Data section
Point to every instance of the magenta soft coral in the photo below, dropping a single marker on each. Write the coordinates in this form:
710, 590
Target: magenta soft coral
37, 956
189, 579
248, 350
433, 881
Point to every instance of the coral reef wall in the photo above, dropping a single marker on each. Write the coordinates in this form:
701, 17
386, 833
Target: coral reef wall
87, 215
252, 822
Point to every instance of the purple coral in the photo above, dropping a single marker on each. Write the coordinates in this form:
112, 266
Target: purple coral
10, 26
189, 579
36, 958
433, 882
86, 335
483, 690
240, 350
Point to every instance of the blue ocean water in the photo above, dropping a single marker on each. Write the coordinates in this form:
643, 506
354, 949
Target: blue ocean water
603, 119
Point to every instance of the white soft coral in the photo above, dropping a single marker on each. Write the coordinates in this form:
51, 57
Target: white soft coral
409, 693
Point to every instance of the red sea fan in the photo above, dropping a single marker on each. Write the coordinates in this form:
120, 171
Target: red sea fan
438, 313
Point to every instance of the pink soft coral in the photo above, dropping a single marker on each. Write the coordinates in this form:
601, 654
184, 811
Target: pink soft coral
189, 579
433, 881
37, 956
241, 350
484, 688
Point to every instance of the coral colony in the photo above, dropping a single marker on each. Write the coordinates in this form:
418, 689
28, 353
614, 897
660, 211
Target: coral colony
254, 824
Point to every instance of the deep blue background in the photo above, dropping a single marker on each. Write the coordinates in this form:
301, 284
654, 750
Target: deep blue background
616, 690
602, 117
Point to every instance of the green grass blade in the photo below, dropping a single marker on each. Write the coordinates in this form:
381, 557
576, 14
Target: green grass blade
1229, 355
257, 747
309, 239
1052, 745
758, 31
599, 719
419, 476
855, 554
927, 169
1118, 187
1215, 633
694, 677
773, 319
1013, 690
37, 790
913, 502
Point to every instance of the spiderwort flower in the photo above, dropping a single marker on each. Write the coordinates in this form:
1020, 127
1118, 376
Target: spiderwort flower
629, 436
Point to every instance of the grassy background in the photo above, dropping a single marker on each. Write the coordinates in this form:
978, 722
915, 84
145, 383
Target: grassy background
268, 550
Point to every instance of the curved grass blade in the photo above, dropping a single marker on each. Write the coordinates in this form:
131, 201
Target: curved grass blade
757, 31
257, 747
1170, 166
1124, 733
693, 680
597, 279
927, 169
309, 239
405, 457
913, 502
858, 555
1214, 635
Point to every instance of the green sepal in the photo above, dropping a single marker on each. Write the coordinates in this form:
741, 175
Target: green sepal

Task objective
In full and without alteration, return every line above.

Answer section
Point to every instance of the magenta soft coral in the photo below, dropping a single marker on each. Write the coordinates in this form:
710, 590
Target: magenta soft coral
37, 956
189, 579
248, 350
433, 881
Point to every instance of the coral reef wall in the photo above, dropping a single marker on each. Write the coordinates in this form:
701, 17
386, 833
Target: coral reef wall
87, 215
252, 822
Point to every instance of the purple coral in the photo above, dropping a single marker on each. Write the coordinates in this form:
112, 266
Target: purple coral
10, 26
189, 579
36, 958
433, 882
86, 335
483, 690
240, 350
Point to every instance of the blue ocean water in the photo above, dropping a single marker on each. Write the coordinates in this form:
643, 506
354, 949
Target: blue ocean water
603, 119
Point to every instance of the white soft coral in the photo above, dropping a single marker on each. Write the coordinates in this form:
51, 57
Target: white soft coral
409, 693
Point to every instance of the red sea fan in the photo above, dropping a single marker on each. Write the coordinates in this form:
120, 171
Target: red sea fan
438, 313
Point to every instance of the pink soft coral in the photo above, dropping a single marker on each. Write the coordinates in this form:
601, 654
184, 811
Target: pink soft coral
189, 579
433, 881
37, 956
241, 350
484, 688
Point to every instance of the coral colony in the photo above, dropping a single marker on each. Write the coordinates in this form:
418, 689
28, 353
614, 897
660, 211
Target: coral colony
254, 824
Point to every instance of the deep blue background in the photo above, dropping a single marker on each. Write the coordinates in this form:
301, 284
654, 750
Target: deep blue background
616, 690
602, 117
Point to every instance of the green grass blade in the photo below, dropping a single marker on each. Write the coordinates in this form:
381, 557
576, 14
Target: green grass blade
1229, 355
257, 747
309, 239
1052, 745
758, 31
599, 719
419, 476
855, 554
927, 169
1118, 187
1215, 633
694, 677
773, 319
1013, 690
37, 790
913, 502
Point to every instance of the spiderwort flower in the photo above, dropping a single marker on each. Write the coordinates in this form:
1020, 127
1118, 376
Target: spiderwort flower
629, 436
Point to every instance of the grassy background in the photo above, dropping a single marker on each. Write the coordinates in this form:
978, 722
915, 84
145, 383
Target: grassy background
268, 550
Point to every instance of the curved grass blade in the photo above, dropping a single marker on each. Write the coordinates in this form:
131, 201
Target: curved grass blade
757, 31
257, 747
1170, 166
1124, 733
693, 680
597, 279
927, 169
309, 239
405, 457
913, 502
858, 555
1214, 635
Point to every instance of the green sepal in the photo above, dropping a single marker on each. Write the coordinates in this form:
741, 175
Target: green sepal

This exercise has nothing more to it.